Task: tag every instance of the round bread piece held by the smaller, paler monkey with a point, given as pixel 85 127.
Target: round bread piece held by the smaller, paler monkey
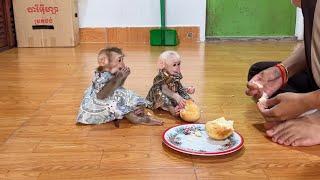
pixel 191 112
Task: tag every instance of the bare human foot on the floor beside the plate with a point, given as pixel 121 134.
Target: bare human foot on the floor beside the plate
pixel 303 131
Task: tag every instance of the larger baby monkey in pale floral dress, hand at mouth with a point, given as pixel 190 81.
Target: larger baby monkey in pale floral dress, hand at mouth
pixel 106 99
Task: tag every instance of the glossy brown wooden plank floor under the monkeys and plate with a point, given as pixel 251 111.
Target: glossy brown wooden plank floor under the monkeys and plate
pixel 40 92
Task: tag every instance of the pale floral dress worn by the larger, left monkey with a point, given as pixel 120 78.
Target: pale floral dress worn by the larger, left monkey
pixel 116 106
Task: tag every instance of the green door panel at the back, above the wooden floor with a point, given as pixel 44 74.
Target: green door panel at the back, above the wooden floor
pixel 246 18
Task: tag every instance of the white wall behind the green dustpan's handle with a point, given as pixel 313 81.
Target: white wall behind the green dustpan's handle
pixel 142 13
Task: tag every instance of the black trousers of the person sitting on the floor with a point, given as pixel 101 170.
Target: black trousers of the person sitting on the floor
pixel 302 82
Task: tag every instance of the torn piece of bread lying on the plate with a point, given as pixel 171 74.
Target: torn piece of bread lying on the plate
pixel 219 129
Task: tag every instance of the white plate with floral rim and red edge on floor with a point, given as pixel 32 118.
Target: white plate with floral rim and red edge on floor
pixel 193 139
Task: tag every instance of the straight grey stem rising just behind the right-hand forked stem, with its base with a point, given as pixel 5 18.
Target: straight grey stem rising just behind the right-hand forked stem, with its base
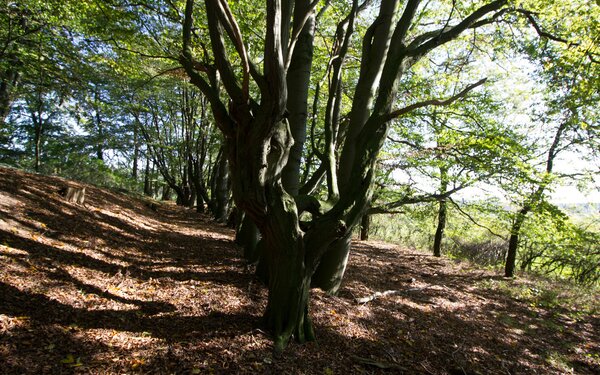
pixel 360 149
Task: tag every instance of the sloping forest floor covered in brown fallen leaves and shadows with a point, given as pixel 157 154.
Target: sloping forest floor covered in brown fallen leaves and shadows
pixel 114 287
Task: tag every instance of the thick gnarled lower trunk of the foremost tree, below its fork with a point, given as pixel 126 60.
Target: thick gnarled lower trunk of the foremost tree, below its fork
pixel 284 254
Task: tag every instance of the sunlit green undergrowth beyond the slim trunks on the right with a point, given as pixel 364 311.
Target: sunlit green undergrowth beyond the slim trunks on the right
pixel 564 249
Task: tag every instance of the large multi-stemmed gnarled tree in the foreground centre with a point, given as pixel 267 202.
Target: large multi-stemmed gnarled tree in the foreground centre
pixel 255 122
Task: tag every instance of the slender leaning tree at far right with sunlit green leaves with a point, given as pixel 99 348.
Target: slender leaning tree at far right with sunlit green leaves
pixel 571 71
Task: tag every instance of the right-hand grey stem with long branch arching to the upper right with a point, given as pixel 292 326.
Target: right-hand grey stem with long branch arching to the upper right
pixel 386 46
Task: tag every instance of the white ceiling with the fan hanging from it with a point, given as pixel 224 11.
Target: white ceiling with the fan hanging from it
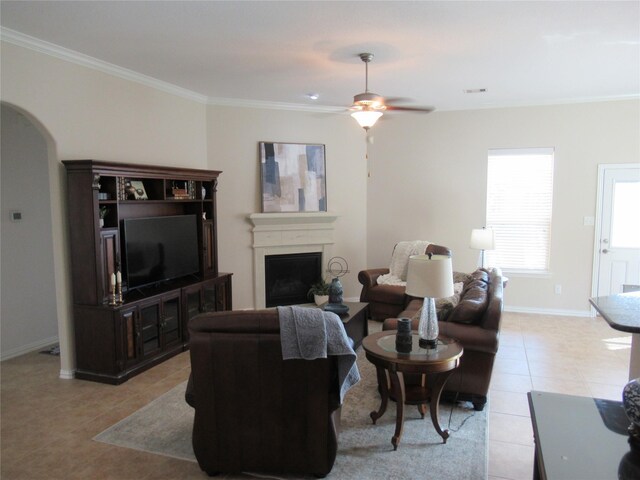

* * *

DIRECTIONS FOR THIS TASK = Each line above is to be duplicated exactly, and the pictures are to be omitted.

RESPONSE =
Task: tag every instance of the round bread piece held by the smaller, paler monkey with a point, given as pixel 85 127.
Target: round bread piece held by the smaller, paler monkey
pixel 191 112
Task: tag every instance of the bare human foot on the floor beside the plate with a point, given as pixel 121 134.
Target: bare human foot on the floor beside the plate
pixel 303 131
Task: tag every instance of the larger baby monkey in pale floral dress, hand at mouth with a point, given as pixel 190 81.
Target: larger baby monkey in pale floral dress, hand at mouth
pixel 106 99
Task: tag every instance of the glossy brown wooden plank floor under the monkeys and plate with a point, given as pixel 251 111.
Target: glossy brown wooden plank floor under the monkeys and plate
pixel 40 92
Task: tag every instance of the pale floral dress worn by the larger, left monkey with a point, given as pixel 120 78.
Target: pale floral dress worn by the larger, left monkey
pixel 116 106
Task: tag every instance of the green door panel at the back, above the wooden floor with a point, given as pixel 44 74.
Target: green door panel at the back, above the wooden floor
pixel 246 18
Task: tag every instance of the white wall behind the green dustpan's handle with a point, given as pixel 313 81.
Target: white wall behind the green dustpan's handle
pixel 142 13
Task: tag every instance of the black trousers of the person sitting on the floor with a point, given as pixel 101 170.
Target: black trousers of the person sitting on the floor
pixel 302 82
Task: tag every instance of the torn piece of bread lying on the plate with a point, given as pixel 171 74.
Target: torn piece of bread lying on the plate
pixel 219 129
Task: tag every instance of the white plate with floral rim and red edge on floor with a point, given as pixel 32 118.
Target: white plate with floral rim and red edge on floor
pixel 193 139
Task: tag every instance of the straight grey stem rising just behind the right-hand forked stem, with its base with a point, given as pixel 5 18.
Target: straight grey stem rising just behind the right-hand forked stem, with its base
pixel 360 149
Task: tag every instance of the sloping forest floor covered in brown fallen leaves and shadows with a point, given as pixel 157 154.
Target: sloping forest floor covered in brown fallen leaves and shadows
pixel 114 287
Task: tag every instance of the thick gnarled lower trunk of the foremost tree, below its fork with a point, given as pixel 126 60.
Target: thick gnarled lower trunk of the foremost tree, below its fork
pixel 284 254
Task: tag every instance of the sunlit green undergrowth beyond the slim trunks on the right with a point, given as pixel 364 311.
Target: sunlit green undergrowth beyond the slim trunks on the right
pixel 564 249
Task: tag every instance of the large multi-stemmed gnarled tree in the foreground centre with a point, given as pixel 267 202.
Target: large multi-stemmed gnarled tree in the foreground centre
pixel 255 122
Task: tag every instance of the slender leaning tree at far right with sunlit green leaves with a point, given as pixel 99 348.
Target: slender leaning tree at far right with sunlit green leaves
pixel 571 71
Task: tag every instance of the right-hand grey stem with long branch arching to the upper right with a point, given as pixel 292 326.
Target: right-hand grey stem with long branch arching to the upper right
pixel 386 46
Task: tag every instance of the white ceiling with the fan hanging from it with a point, given as pixel 224 11.
Target: white ceiling with the fan hanging from it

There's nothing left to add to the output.